===== Data shown

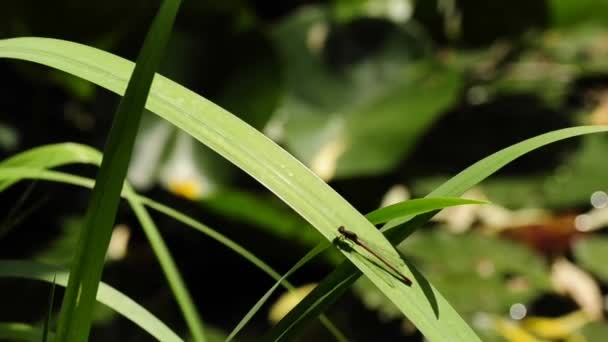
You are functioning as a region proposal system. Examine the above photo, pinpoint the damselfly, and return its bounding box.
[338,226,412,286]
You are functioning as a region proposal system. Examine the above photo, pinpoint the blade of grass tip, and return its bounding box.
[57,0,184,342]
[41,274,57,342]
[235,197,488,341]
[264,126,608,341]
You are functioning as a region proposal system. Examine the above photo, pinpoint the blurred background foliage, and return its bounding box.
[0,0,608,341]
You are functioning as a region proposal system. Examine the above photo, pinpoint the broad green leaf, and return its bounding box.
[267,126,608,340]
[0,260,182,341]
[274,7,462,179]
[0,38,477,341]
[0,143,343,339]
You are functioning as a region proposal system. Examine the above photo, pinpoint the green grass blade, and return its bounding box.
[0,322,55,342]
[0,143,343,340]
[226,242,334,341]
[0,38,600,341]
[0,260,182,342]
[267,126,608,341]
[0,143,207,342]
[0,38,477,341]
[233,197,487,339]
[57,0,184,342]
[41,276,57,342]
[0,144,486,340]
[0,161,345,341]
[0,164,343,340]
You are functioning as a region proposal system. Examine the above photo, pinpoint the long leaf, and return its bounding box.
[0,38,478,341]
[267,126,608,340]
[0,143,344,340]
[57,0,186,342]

==========

- [Task]
Identify each line in the data above that contains the string "bounding", and copy every one of those lines. Case matters.

- [Exercise solution]
You are functioning as a region proposal system. Examine the above photo, pinpoint the damselfly, and return its bounding box.
You are functioning as a region proposal system. Examine the above photo, pinpoint the blade of grass tip, and return its bounding box.
You are functioning as a region proposal system. Examine the above photo, pinpoint the blurred background foliage, and return its bounding box.
You are functioning as a region proposal system. Examine the above photo, pinpoint the broad green leaf, and return its bounding box.
You are functioning as a region proposal system. Examine the above photo, pinpoint the green grass blade, and return its bounding box.
You are functioning as a region proposal system. Examine the above photo, pinpoint the long leaf, and return its bounding box.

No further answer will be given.